Reproduce all of the data below word for word, leaving out the pictures.

Data section:
_ _ _ _

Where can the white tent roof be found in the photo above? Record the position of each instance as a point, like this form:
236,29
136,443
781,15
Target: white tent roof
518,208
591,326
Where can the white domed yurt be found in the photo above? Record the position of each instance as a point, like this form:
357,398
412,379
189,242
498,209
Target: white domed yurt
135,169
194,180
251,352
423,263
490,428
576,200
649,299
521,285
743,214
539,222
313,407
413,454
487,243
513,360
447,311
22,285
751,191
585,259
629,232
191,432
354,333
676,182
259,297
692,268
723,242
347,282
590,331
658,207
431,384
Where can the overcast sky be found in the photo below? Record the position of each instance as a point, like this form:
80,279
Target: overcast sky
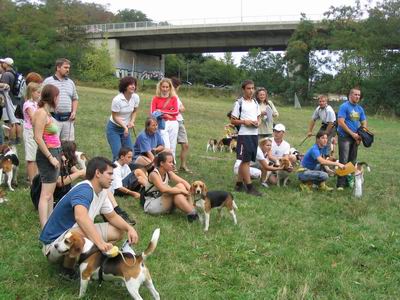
159,10
174,10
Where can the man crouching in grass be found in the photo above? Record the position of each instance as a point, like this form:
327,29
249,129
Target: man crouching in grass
77,210
310,172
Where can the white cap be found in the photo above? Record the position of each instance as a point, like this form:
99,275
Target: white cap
8,60
279,127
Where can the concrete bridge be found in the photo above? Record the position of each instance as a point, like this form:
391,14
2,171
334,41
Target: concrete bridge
140,46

_ _ _ _

Expected answer:
Where can the white tent roof be found in the photo above? Record the position of each instance as a point, like this form:
236,29
136,443
781,15
Target: white tent roof
518,208
591,326
Where can the white domed yurt be found in the photo above? Record the position of each instance as a point, like this form:
357,398
412,379
189,242
498,209
Target: white domed yurt
135,169
194,180
251,352
423,263
490,428
576,200
649,299
521,285
743,214
539,222
313,407
413,454
487,243
513,360
447,311
22,285
751,191
585,259
629,232
191,432
354,333
676,182
259,297
692,268
723,242
347,282
590,331
658,207
431,384
Where can the overcast sky be found in the photo below? Record the position of each instance as a point, like this form:
80,279
Target: overcast sky
159,10
174,10
Where can the man crouching in grass be found in the photo above? Record the position of each instance as a point, like this form:
327,29
249,129
Target: man crouching in grass
77,210
310,172
Where can the white cap be found in the photo above? Record the position of each instance as a point, like this form:
99,275
Target: white cap
8,60
279,127
Where can the concrete bridge be found in the photo above? Record the position of each instance as a point, like this form:
391,14
2,171
334,41
Target: concrete bridge
140,46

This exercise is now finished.